§ **Given task**:
Repeat the entries from the line containing "Expected: one pin per instance of the pyramid" through the end of the entries, both ends included, substituting "marker" for each "pin" and leaving everything else unchanged.

§ **Dataset**:
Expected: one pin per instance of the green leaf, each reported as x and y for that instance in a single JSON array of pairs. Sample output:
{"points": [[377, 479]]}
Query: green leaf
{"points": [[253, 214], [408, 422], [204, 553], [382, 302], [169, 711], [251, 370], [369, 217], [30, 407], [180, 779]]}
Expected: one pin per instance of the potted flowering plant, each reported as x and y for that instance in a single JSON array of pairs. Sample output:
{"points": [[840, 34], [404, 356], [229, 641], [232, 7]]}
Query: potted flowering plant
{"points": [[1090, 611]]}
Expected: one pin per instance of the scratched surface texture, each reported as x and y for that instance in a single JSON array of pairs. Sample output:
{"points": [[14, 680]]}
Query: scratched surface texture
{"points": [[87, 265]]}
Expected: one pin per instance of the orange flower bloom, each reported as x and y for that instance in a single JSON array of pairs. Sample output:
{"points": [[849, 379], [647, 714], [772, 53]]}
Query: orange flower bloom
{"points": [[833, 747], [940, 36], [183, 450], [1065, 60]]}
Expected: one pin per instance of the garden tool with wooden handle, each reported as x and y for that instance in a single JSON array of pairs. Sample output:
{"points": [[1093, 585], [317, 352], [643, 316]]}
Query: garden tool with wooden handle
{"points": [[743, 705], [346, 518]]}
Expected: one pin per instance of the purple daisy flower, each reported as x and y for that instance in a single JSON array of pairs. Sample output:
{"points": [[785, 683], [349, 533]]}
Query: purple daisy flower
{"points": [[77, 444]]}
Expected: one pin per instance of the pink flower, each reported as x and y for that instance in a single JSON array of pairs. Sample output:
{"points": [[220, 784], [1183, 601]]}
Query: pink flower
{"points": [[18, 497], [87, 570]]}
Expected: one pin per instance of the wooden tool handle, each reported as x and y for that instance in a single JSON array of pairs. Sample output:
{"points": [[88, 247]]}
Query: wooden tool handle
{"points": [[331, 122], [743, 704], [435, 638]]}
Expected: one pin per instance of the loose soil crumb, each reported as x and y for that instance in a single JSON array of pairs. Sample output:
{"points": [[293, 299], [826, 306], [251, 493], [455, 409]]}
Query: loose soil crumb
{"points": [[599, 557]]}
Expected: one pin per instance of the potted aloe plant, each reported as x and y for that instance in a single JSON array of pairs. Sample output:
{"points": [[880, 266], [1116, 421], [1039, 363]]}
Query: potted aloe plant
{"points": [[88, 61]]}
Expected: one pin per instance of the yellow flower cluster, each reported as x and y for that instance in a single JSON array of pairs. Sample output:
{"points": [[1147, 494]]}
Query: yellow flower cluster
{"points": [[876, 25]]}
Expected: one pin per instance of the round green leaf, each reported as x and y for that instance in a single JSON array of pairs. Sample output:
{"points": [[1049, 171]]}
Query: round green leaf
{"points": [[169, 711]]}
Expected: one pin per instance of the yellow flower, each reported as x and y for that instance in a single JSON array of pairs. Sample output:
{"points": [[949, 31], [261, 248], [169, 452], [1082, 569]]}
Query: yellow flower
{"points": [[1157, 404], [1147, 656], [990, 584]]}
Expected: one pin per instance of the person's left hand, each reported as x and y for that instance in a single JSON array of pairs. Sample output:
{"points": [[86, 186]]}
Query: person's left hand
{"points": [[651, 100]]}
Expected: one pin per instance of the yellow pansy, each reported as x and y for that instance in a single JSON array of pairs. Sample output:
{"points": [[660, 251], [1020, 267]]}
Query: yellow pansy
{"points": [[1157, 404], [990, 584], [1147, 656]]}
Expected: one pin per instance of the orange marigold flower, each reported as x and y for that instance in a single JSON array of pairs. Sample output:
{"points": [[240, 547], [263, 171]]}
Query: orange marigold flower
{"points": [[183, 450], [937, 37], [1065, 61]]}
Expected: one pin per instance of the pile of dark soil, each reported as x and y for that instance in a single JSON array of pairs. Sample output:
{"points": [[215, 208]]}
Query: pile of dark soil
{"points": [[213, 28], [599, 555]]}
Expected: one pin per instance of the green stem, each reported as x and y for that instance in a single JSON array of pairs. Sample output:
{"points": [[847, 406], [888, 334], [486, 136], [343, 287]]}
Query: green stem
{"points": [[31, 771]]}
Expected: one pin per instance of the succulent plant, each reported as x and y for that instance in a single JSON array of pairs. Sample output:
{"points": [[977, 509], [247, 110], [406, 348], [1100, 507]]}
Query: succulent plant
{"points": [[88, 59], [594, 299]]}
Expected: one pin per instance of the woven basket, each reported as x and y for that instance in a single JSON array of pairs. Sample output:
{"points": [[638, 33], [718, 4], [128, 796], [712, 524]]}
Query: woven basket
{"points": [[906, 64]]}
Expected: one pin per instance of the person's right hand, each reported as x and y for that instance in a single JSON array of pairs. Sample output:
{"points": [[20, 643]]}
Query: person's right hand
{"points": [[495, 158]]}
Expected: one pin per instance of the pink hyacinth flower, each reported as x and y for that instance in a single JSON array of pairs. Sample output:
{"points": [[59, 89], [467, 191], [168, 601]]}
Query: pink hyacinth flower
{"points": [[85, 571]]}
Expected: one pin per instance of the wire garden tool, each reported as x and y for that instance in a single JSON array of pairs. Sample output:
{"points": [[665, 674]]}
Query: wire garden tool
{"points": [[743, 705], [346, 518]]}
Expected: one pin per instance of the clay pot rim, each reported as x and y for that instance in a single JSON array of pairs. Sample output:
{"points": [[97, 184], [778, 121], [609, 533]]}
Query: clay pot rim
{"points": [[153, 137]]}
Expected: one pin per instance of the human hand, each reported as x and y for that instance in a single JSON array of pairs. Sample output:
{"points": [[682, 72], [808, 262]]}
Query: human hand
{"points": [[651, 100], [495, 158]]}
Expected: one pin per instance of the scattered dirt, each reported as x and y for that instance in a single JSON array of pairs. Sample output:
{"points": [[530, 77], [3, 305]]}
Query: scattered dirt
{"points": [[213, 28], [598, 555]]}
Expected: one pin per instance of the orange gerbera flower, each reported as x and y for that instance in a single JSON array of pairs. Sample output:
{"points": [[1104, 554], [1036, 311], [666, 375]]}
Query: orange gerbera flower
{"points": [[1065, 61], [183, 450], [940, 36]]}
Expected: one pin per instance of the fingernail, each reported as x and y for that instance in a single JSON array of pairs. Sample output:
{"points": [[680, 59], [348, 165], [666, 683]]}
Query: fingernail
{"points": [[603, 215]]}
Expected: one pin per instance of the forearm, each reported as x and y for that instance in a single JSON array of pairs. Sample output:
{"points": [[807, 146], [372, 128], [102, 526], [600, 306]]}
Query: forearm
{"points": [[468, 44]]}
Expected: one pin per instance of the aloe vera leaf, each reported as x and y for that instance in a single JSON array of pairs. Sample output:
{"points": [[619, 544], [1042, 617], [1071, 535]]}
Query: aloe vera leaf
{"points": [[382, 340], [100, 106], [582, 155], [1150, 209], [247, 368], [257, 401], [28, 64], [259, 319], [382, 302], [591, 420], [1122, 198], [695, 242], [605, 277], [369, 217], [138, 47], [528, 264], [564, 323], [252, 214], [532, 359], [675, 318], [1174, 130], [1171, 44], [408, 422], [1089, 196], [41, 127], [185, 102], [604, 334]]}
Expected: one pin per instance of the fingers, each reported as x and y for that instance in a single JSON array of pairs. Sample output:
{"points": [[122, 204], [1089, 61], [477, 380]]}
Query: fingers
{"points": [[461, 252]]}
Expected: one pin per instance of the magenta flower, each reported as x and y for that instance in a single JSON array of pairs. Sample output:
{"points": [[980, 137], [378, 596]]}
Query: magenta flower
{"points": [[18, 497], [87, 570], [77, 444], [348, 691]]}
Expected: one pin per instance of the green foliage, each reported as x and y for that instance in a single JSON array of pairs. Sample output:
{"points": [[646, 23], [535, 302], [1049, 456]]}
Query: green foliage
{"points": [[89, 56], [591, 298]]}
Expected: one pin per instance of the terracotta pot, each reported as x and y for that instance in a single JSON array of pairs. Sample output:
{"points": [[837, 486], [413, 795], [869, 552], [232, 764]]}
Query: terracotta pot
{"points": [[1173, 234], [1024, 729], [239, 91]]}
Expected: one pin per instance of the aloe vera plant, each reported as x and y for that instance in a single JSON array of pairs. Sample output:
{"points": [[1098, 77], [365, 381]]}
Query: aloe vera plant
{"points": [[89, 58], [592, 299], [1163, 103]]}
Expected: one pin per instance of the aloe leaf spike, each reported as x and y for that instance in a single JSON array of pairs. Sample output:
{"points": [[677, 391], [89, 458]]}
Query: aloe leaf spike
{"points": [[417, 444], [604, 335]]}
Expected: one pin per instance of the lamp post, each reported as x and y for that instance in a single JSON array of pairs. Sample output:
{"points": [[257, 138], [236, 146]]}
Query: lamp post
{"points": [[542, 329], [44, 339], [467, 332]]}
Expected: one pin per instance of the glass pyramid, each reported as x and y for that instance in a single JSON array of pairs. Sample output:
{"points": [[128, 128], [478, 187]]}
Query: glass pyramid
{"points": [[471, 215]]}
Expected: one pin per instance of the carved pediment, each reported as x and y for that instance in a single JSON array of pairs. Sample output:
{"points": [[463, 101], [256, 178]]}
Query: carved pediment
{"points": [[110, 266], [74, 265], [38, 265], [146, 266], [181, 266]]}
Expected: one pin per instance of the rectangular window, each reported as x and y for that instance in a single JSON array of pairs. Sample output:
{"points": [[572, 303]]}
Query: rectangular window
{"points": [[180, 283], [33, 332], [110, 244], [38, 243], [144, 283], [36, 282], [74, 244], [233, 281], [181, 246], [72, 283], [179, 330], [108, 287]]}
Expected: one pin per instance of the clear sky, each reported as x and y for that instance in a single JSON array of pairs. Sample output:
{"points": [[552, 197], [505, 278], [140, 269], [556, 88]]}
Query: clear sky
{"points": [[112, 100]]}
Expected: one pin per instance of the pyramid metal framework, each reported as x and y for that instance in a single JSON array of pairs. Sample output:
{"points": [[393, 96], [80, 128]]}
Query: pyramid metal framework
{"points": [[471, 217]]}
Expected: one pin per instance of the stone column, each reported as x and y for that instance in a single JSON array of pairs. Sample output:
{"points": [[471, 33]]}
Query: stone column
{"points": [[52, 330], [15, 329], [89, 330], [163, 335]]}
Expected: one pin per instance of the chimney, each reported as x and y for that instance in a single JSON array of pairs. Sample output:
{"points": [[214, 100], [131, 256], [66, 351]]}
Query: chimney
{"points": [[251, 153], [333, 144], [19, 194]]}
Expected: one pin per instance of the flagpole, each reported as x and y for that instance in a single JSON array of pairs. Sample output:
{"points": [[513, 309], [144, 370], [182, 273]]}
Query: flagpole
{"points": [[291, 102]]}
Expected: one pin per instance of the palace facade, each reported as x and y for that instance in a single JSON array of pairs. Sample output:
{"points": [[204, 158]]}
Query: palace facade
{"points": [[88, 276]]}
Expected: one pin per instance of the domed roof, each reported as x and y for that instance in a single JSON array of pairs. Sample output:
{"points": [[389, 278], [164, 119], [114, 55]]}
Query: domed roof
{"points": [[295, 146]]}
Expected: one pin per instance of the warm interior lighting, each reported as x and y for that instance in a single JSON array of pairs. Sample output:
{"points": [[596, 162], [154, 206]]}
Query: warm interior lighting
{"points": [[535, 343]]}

§ **Expected answer**:
Expected: one marker per instance of the pyramid metal framework, each reported as x and y for that instance in a single JSON array of pairs. Sample output:
{"points": [[393, 96], [80, 128]]}
Query: pyramid metal framework
{"points": [[471, 217]]}
Expected: one marker per instance of the stone column, each reported as x and y for that instance in a single JSON array of pairs. Sample output:
{"points": [[471, 33]]}
Query: stone column
{"points": [[52, 330], [15, 329], [89, 330], [163, 335]]}
Expected: one marker per instance of the chimney, each reported as x and y for that instance in a single JSON array of pairs. Sample output:
{"points": [[214, 100], [131, 256], [66, 351]]}
Query: chimney
{"points": [[251, 153], [333, 144], [19, 194]]}
Expected: one marker per instance of the flagpole, each reported as x and y for that instance in a single JSON array of pairs. Sample output:
{"points": [[513, 309], [144, 370], [182, 273]]}
Query: flagpole
{"points": [[291, 102]]}
Expected: one marker per instance of the palace facade, each reported as x and y for that instance in a single JSON array of pairs. Sample output:
{"points": [[204, 158]]}
Query: palace facade
{"points": [[88, 276]]}
Expected: one marker per instance of the domed roof, each reported as x and y for that instance in a single JSON array of pairs. Sample output:
{"points": [[389, 278], [164, 119], [114, 55]]}
Query: domed roof
{"points": [[295, 146]]}
Expected: one marker per instance of the warm interior lighting, each reported as x and y for that instance in a single JSON array of pairs. Sample output:
{"points": [[596, 162], [154, 206]]}
Query: warm interior lighting
{"points": [[535, 343]]}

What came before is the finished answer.